§ ACTIVITY: All lines in the data below carrying the string "moss" are to be located and copied.

»»

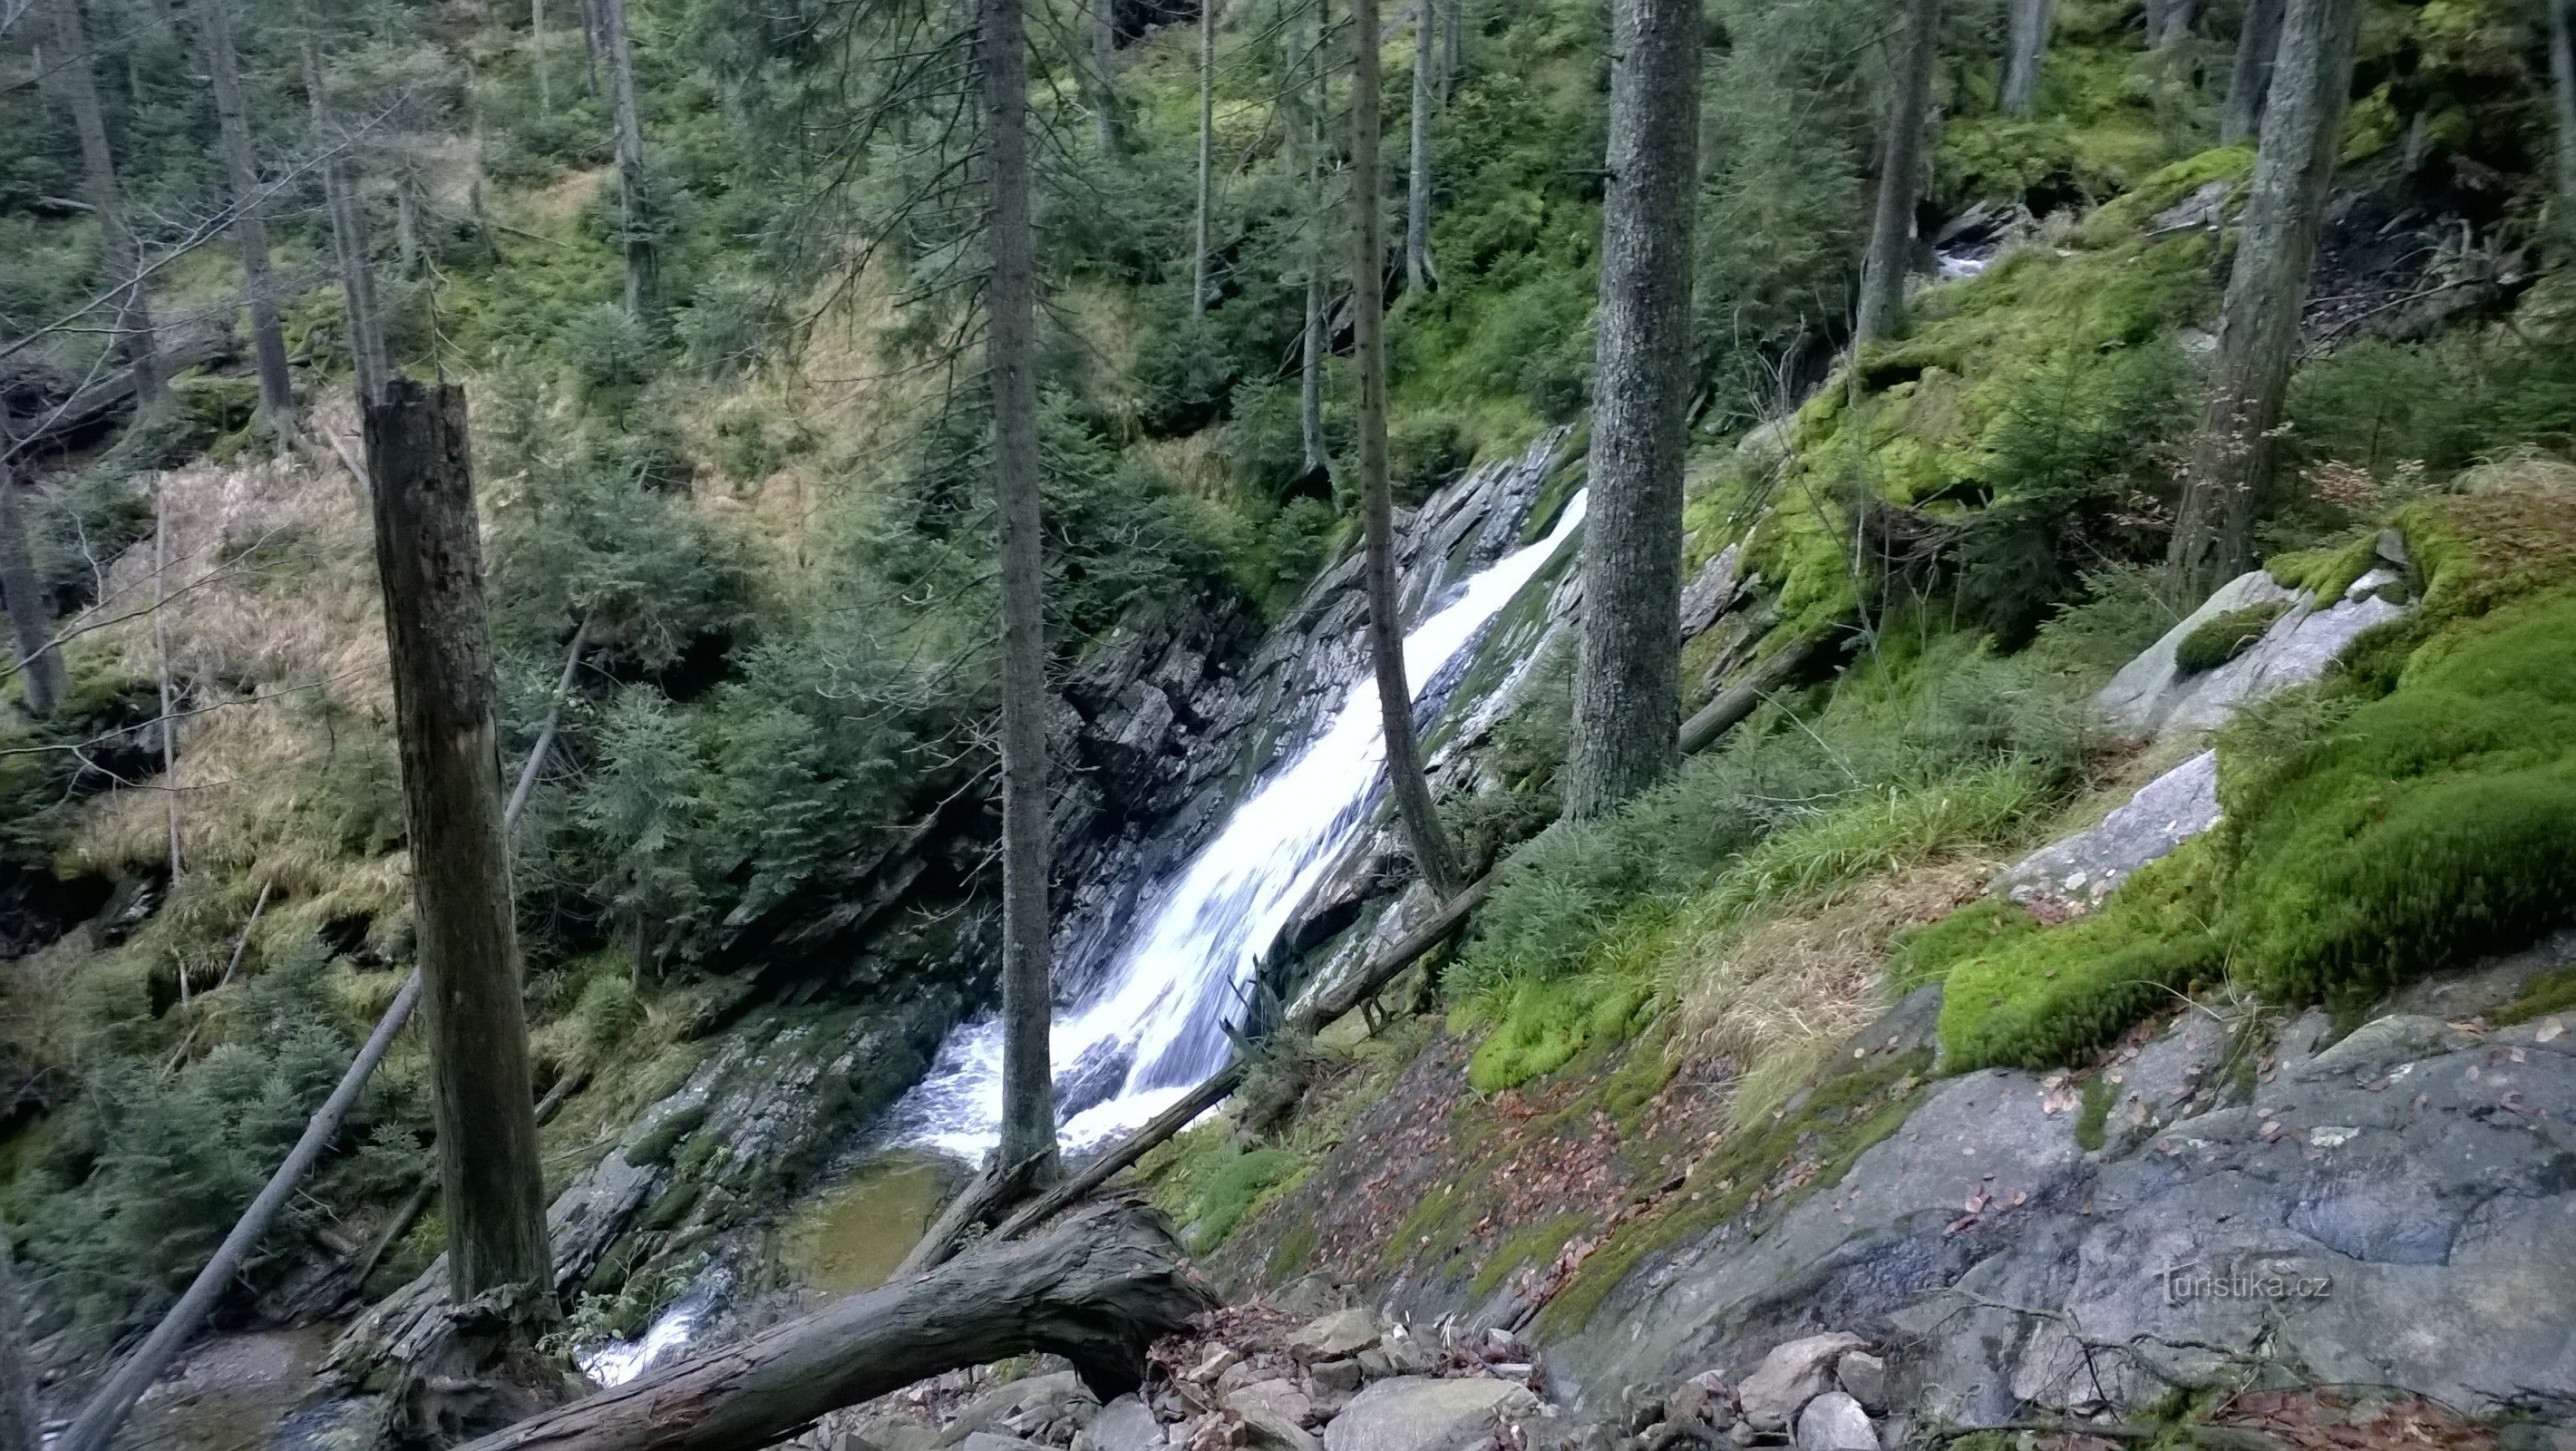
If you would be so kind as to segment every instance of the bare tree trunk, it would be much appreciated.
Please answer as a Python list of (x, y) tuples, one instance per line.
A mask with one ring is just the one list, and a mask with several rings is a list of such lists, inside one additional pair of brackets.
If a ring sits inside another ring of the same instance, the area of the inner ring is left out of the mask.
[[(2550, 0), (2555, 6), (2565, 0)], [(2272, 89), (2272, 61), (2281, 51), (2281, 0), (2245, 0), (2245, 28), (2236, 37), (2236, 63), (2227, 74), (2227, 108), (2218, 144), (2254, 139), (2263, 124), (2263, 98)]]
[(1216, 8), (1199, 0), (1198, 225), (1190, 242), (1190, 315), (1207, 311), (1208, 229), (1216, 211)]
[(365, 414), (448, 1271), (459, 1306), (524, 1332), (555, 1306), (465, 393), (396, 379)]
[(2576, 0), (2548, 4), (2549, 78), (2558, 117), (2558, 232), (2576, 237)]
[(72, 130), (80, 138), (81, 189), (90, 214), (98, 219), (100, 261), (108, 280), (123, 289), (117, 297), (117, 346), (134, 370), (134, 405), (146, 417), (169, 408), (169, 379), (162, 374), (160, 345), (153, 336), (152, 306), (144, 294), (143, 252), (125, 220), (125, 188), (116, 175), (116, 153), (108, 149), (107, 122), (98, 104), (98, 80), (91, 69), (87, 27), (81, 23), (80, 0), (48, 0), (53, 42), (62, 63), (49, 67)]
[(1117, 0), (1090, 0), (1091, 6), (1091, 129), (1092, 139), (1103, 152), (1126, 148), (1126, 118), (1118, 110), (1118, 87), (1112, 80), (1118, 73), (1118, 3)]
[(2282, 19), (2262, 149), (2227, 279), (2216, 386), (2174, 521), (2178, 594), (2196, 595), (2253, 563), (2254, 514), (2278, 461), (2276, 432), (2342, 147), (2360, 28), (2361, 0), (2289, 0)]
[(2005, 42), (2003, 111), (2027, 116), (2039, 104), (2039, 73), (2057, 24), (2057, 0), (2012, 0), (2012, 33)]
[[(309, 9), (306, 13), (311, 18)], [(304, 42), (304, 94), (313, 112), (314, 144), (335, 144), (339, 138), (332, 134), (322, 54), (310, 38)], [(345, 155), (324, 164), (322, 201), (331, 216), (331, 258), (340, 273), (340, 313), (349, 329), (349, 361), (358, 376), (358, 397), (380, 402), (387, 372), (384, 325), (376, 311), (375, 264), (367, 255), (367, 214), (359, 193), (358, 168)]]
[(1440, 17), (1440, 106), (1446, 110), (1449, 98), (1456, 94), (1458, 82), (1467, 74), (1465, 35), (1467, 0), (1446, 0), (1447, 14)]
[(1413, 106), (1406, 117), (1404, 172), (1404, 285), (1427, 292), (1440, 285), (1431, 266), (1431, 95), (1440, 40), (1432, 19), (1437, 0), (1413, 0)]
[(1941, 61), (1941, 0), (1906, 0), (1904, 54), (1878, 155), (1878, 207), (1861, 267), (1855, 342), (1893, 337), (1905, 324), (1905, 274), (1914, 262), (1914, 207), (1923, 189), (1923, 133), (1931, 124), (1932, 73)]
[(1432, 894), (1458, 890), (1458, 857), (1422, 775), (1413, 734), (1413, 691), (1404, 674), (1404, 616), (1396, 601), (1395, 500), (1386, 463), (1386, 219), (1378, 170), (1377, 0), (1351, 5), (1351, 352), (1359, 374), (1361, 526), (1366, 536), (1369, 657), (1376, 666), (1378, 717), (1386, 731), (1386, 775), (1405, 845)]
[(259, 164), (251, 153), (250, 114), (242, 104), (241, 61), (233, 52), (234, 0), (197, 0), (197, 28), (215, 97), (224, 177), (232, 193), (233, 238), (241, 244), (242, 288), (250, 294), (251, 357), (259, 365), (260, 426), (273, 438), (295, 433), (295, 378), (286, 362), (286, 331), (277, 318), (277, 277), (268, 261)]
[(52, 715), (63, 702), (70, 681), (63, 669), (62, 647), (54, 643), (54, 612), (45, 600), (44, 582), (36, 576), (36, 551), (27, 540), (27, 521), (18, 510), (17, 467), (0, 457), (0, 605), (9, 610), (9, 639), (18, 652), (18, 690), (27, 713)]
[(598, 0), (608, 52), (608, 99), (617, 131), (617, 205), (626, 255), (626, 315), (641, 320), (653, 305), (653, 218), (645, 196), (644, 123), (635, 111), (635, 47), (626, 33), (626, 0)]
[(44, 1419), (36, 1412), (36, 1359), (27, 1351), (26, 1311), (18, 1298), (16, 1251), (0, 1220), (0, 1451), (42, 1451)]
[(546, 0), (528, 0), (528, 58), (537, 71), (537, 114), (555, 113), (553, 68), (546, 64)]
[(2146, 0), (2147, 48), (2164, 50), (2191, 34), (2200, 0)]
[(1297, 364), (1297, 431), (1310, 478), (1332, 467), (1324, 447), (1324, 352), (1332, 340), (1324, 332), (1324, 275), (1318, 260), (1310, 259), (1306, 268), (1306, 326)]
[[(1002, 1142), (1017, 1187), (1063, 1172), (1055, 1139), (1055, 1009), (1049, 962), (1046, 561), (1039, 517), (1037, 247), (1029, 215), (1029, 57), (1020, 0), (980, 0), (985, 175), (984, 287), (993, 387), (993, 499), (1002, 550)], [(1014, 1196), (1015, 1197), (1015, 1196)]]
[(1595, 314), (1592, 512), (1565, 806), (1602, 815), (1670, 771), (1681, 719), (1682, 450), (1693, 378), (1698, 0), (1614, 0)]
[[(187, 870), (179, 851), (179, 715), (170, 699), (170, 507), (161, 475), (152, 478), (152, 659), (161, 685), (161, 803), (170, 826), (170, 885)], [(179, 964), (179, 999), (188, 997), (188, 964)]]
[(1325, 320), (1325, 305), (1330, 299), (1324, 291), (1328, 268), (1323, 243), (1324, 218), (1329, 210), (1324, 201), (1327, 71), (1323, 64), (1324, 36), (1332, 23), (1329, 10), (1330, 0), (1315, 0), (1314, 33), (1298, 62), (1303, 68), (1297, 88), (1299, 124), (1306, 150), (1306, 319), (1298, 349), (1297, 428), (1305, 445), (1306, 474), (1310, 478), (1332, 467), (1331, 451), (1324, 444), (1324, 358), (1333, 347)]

««
»»

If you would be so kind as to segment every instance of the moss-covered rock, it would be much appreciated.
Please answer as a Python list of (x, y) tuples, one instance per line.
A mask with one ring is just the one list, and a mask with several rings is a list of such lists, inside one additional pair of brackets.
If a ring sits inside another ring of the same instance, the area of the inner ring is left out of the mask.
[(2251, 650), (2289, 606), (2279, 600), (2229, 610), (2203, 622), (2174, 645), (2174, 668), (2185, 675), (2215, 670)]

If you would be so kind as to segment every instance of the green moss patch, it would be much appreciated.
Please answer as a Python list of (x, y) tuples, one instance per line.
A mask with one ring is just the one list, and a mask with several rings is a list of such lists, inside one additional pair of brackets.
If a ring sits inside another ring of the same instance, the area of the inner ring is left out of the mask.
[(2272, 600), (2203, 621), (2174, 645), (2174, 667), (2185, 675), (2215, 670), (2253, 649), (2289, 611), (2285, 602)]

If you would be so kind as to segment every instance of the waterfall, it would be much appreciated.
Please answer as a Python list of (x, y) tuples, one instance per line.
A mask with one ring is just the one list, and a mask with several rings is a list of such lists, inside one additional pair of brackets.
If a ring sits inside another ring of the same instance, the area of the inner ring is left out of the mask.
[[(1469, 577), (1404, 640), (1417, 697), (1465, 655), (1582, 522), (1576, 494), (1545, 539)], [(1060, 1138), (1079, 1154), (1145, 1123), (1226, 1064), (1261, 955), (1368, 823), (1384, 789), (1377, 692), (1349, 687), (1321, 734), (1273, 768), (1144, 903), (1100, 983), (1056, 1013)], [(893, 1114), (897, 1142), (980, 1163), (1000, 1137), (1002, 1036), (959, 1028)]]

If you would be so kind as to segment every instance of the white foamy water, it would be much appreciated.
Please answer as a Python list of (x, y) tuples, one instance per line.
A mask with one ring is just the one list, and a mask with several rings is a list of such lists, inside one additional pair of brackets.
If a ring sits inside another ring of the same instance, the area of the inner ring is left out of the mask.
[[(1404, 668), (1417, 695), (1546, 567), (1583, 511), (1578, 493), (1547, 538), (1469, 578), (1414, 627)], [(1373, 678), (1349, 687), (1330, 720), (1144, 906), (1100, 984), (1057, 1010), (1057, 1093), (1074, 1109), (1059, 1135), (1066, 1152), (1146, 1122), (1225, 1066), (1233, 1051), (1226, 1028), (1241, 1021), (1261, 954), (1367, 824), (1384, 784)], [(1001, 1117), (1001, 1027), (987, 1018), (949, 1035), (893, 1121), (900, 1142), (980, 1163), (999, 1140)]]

««
»»

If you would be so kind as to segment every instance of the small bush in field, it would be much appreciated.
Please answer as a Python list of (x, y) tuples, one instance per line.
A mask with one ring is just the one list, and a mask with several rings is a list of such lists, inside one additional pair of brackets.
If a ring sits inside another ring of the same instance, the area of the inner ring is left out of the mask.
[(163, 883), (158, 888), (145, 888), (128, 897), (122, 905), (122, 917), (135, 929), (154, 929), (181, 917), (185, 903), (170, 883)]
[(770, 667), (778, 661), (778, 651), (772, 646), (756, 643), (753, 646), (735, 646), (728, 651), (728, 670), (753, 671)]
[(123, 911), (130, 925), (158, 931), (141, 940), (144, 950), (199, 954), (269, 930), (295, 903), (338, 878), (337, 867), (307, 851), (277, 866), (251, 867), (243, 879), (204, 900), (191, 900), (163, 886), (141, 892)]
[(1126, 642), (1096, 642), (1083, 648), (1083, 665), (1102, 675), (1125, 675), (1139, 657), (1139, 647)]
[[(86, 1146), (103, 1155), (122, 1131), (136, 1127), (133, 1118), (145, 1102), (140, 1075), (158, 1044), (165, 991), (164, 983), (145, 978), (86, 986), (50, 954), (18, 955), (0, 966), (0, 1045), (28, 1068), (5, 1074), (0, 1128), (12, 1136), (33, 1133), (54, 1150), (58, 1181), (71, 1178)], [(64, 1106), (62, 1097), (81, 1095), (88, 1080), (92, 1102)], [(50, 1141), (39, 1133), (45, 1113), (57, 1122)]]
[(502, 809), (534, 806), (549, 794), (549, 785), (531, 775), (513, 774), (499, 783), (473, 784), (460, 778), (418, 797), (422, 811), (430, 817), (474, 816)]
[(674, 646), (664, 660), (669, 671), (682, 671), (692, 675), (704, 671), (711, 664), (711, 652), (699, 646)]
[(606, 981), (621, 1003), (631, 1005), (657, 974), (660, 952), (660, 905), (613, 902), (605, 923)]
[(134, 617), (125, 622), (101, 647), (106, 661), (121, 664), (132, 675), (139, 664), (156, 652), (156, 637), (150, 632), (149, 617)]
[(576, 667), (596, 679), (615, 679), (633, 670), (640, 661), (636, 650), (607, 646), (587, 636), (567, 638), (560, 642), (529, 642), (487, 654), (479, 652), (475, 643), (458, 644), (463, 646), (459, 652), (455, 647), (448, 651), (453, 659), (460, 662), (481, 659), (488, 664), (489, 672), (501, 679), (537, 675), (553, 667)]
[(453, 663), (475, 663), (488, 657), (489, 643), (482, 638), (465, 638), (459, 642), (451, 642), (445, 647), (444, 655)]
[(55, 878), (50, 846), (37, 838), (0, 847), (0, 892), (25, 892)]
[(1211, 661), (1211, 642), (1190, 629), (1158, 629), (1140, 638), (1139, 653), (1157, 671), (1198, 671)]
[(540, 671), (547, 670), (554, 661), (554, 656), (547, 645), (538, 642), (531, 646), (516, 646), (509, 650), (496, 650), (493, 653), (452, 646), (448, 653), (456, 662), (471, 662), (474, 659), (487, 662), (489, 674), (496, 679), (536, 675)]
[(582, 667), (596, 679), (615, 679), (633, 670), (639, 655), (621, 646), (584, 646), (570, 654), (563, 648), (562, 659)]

««

§ RESULT OF THIS TASK:
If you would be so kind as to segment every instance of the moss-covered rock, it would be much appreciated.
If you would be so kind as to segment every instance of the green moss patch, it would be much appreciated.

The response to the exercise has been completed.